Перемасштабируйте часть материала ниже: перепишите подряд все строки от строки с "Challenge round — find the track" до строки с "[448,0,492,360]" включительно, умножив на 2 каждую координату ограничивающих рамок и округлив до целых (половины вверх). Строки без координат перенесите без изменений.
------------------------------
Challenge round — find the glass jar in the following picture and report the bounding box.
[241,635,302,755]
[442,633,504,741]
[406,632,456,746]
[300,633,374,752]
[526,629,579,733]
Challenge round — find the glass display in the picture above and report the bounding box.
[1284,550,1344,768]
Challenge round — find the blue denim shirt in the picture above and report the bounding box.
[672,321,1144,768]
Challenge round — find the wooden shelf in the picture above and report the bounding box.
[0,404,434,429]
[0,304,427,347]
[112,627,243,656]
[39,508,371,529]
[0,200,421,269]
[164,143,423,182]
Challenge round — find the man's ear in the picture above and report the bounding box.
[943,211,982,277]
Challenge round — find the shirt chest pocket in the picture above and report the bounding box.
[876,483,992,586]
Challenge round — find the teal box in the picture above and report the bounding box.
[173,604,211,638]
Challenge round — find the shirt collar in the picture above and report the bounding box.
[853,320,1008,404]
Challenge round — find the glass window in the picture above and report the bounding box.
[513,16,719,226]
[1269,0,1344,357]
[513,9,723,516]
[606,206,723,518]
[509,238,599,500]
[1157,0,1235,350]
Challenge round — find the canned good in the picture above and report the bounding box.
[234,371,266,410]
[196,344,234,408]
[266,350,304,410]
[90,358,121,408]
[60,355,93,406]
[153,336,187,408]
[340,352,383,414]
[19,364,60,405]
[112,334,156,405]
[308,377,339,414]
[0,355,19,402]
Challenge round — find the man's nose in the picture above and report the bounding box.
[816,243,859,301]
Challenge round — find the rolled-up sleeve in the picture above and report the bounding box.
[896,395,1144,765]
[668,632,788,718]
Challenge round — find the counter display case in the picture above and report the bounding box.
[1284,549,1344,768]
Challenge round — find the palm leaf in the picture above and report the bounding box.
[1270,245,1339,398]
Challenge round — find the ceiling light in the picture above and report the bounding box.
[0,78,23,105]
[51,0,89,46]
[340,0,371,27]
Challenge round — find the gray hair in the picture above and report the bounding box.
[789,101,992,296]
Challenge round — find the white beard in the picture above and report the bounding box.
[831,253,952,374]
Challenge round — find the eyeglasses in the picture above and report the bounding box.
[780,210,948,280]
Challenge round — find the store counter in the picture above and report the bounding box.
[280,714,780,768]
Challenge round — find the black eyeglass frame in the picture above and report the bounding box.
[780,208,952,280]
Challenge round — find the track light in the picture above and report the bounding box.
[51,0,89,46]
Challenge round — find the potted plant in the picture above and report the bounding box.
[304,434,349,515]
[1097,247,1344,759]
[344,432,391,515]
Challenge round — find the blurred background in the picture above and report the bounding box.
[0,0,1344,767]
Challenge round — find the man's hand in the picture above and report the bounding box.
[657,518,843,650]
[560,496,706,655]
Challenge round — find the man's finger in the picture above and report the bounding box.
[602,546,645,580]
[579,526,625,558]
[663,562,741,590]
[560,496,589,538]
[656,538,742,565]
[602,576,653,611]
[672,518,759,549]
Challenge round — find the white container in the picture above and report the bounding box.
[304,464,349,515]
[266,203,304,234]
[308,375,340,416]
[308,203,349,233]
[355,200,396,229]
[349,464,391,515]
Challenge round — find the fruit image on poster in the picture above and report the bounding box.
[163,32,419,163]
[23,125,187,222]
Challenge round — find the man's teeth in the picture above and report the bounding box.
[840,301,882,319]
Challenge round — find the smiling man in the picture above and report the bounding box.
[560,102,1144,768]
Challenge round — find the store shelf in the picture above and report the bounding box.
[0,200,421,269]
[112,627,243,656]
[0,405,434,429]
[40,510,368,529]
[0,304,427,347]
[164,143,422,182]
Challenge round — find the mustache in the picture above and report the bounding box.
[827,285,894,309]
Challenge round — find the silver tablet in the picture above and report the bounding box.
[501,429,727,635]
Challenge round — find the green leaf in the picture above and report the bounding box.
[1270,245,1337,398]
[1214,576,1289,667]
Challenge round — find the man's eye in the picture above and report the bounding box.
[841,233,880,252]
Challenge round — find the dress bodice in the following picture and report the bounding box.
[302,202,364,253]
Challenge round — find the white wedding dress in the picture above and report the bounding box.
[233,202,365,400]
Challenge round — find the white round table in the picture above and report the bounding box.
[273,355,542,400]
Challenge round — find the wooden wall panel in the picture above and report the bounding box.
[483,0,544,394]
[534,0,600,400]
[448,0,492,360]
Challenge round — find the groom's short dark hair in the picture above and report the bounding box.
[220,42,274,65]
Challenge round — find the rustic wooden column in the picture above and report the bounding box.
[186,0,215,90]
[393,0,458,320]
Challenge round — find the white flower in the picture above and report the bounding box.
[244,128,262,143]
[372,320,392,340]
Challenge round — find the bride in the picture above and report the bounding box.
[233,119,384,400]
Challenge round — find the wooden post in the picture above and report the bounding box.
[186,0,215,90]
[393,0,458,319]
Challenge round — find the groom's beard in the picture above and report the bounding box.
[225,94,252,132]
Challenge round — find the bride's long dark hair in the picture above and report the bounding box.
------------------------------
**ПОЛНЫЙ ОТВЕТ**
Challenge round — find the track light in the picture above and report the bounding box.
[102,0,178,92]
Challenge round — find the potted plant in the picture above and report the bounding box.
[608,868,698,1030]
[2194,494,2688,1518]
[688,864,782,1030]
Challenge round — find the blurred background in the picture above and report the bounding box.
[0,0,2688,1534]
Challenge round — find the man's hand in the picture above and report the bounding box.
[1314,1036,1686,1300]
[1120,992,1412,1310]
Challenge round — find the man's finger in the picture above and report the bounding box.
[1204,1092,1290,1160]
[1158,1052,1250,1116]
[1326,1124,1482,1180]
[1120,992,1178,1076]
[1312,1076,1484,1130]
[1204,1152,1306,1222]
[1344,1036,1518,1098]
Challenge round — find the white container in the picture above and report the bounding box.
[608,928,698,1030]
[532,406,608,468]
[616,750,680,832]
[616,406,698,466]
[710,400,792,458]
[698,928,782,1030]
Challenge round — find the fruit image on poster in the picture above and report the bounding box.
[326,64,838,326]
[46,250,374,444]
Challenge round — find the man's teeth in the picture above and report the bounding box.
[1680,602,1764,638]
Challenge round — find the smiling man in the picture above and report the bounding box.
[1120,204,2288,1536]
Challenge round — find the store shelf in the picture above and report the bounding box.
[0,400,842,538]
[224,1254,486,1312]
[0,810,868,858]
[80,1020,736,1058]
[0,608,854,694]
[328,286,844,364]
Challenge round — find the mustache in the picture above and report the bounding box.
[1654,570,1788,618]
Challenge round — find the silver tablet in the picture above and report the bounding box.
[1002,858,1454,1270]
Challenge round — find the green leaf in the picture above and report the bounding box.
[2540,490,2674,796]
[2428,1152,2578,1334]
Challenge round — find the man's eye in the picture above and report the bounding box.
[1682,466,1760,504]
Challenge round — find the dress bodice in the following picture and report the bounding box.
[604,404,728,506]
Challenge round — find the white wedding dress in the picture above and report the bounding box.
[466,404,730,800]
Challenge round — find the white round table in the picture above and report the bounding box.
[546,710,1084,800]
Challenge round — find the wooden wall panel in the picture above and report the bounding box.
[966,0,1088,788]
[1068,0,1200,800]
[896,0,984,720]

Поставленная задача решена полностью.